## WORK TO BE COMPLETED
Lines before the one containing "Drop one marker on each instance of the wolf above." are to be skipped; reproduce that line and the rest of the records below exactly.

## DATA SECTION
- - -

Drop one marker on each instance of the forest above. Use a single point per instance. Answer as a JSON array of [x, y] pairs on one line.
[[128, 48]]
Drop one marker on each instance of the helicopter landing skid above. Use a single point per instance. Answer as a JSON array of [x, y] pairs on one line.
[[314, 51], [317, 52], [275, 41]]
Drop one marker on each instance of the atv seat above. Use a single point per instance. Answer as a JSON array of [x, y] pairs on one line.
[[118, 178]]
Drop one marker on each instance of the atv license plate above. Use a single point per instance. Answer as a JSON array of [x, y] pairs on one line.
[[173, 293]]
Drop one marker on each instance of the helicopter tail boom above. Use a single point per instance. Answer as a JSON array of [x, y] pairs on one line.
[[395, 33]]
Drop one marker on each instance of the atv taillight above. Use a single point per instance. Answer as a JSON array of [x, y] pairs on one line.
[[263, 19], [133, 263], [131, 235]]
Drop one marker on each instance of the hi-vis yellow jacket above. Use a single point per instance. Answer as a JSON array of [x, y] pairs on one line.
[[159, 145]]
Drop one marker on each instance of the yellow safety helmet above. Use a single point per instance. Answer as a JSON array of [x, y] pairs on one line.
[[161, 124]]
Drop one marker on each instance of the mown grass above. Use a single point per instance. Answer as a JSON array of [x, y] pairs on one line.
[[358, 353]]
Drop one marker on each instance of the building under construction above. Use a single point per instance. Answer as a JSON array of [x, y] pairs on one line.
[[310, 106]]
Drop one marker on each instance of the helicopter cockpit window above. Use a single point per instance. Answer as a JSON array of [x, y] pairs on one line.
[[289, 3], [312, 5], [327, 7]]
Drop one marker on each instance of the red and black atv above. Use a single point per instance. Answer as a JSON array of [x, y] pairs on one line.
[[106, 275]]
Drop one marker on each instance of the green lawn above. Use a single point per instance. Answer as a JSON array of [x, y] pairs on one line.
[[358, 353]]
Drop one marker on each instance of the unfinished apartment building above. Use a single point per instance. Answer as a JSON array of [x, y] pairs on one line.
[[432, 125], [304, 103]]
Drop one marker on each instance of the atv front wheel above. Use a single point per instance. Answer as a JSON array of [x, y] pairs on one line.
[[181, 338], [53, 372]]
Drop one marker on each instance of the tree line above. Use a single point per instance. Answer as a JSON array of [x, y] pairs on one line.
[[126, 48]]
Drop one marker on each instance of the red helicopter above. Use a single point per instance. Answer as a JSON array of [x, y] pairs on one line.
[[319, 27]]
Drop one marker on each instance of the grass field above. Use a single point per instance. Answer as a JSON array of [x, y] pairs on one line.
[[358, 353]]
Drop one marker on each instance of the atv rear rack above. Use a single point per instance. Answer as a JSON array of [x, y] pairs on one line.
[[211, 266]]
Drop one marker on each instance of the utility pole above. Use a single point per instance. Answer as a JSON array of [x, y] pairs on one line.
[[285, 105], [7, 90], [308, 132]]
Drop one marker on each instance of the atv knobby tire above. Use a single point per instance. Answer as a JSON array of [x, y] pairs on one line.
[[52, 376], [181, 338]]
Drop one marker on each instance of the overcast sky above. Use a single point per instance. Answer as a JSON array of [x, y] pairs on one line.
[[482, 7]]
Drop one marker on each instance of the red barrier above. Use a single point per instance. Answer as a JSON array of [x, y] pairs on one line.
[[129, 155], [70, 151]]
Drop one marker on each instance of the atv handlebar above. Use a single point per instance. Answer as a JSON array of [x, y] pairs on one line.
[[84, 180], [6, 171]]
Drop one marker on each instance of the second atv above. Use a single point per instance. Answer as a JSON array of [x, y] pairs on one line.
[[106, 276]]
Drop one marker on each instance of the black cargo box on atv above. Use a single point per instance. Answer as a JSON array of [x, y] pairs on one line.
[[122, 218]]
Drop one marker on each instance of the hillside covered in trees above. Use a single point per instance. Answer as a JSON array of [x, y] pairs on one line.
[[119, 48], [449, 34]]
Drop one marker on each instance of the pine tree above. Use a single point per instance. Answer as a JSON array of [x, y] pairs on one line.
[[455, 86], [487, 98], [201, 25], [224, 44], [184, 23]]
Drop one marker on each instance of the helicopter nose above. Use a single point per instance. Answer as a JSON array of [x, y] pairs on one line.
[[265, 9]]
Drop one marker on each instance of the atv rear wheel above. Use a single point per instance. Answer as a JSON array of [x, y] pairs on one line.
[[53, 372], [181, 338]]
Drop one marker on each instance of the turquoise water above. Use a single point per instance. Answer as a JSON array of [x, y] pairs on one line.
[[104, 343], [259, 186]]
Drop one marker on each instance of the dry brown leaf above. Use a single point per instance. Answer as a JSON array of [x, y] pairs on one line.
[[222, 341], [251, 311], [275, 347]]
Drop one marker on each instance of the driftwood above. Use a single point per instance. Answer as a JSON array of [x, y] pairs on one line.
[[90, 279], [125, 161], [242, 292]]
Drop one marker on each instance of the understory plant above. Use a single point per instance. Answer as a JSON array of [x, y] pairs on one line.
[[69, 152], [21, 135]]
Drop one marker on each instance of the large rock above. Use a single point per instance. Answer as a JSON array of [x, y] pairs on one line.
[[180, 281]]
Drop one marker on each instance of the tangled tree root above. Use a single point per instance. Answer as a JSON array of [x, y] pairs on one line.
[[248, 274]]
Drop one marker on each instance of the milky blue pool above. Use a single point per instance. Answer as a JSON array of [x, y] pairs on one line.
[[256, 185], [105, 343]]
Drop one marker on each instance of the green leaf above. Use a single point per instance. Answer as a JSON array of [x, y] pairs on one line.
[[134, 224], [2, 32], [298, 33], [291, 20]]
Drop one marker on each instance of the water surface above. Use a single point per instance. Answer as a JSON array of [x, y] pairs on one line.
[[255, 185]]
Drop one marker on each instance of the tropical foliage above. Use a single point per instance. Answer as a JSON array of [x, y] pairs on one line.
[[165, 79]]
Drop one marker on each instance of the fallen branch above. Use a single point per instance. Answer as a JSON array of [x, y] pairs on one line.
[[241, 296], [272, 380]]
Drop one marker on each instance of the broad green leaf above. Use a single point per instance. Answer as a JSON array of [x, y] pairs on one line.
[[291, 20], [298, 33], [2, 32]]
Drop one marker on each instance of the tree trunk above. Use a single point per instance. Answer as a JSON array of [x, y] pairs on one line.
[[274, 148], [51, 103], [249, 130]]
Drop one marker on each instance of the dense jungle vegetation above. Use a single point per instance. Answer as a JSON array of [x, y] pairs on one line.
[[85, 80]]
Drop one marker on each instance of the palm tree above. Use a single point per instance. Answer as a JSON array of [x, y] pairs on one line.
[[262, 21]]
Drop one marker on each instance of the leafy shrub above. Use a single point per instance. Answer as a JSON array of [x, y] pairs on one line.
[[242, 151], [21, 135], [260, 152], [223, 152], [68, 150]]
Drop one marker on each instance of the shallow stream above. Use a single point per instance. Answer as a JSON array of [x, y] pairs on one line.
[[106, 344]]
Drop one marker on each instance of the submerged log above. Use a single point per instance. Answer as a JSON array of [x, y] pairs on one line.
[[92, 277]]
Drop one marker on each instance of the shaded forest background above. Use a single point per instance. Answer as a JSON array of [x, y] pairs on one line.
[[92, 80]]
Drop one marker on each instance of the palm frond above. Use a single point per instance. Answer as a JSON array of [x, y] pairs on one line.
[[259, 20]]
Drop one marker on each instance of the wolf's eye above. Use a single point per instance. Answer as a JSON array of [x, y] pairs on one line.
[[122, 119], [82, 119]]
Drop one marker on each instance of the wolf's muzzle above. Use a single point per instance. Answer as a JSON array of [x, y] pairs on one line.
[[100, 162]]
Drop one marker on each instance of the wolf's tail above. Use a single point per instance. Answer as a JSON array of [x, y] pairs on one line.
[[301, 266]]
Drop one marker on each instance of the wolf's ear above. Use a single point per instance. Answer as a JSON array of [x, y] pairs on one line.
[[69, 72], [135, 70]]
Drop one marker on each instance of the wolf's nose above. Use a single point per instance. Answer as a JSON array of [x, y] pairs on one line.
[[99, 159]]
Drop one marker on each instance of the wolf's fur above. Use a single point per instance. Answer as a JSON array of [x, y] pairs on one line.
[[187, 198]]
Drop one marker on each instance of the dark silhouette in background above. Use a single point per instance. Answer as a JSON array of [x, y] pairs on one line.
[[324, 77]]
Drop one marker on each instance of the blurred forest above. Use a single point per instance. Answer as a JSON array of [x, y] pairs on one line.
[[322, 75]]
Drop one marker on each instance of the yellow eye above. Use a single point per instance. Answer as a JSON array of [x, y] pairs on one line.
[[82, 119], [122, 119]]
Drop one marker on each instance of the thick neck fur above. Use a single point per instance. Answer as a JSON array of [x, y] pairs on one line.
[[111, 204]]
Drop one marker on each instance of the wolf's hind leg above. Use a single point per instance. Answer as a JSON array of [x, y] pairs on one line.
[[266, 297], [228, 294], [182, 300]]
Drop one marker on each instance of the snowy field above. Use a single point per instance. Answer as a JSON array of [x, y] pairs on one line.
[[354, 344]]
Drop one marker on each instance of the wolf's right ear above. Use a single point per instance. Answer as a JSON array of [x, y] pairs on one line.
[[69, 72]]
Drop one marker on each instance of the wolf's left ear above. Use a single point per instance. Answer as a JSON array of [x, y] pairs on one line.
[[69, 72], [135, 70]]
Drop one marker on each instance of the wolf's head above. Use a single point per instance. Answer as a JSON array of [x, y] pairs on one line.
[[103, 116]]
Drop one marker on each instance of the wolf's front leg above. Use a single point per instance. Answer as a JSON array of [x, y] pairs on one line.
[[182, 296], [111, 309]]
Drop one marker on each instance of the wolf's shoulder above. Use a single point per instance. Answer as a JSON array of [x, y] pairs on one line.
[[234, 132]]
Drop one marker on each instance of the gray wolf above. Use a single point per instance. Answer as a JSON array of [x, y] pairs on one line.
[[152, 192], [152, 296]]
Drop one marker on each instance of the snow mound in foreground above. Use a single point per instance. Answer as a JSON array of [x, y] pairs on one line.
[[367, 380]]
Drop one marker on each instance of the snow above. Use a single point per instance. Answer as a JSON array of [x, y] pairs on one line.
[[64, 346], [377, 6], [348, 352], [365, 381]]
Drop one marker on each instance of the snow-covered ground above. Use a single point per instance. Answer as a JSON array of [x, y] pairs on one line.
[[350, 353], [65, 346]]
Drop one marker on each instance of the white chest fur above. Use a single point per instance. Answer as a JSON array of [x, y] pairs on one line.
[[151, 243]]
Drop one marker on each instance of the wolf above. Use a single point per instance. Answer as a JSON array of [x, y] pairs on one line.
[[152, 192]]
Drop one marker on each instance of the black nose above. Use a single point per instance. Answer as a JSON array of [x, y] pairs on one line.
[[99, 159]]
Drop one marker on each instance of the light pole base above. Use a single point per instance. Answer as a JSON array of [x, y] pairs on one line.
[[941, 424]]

- - -

## RESPONSE BELOW
Drop one marker on each instance of the wolf above. Use a single point per instance. Answer as a JSON array of [x, y] pairs on one line.
[[152, 192]]
Drop one marker on each instance of the black nose above. Use a single point per instance. Answer as a JSON array of [x, y] pairs on one line.
[[99, 159]]
Drop one marker on each instance of the light pole base above. Use a single point per instance. Answer as a JSON array of [x, y] pairs on one line.
[[941, 424]]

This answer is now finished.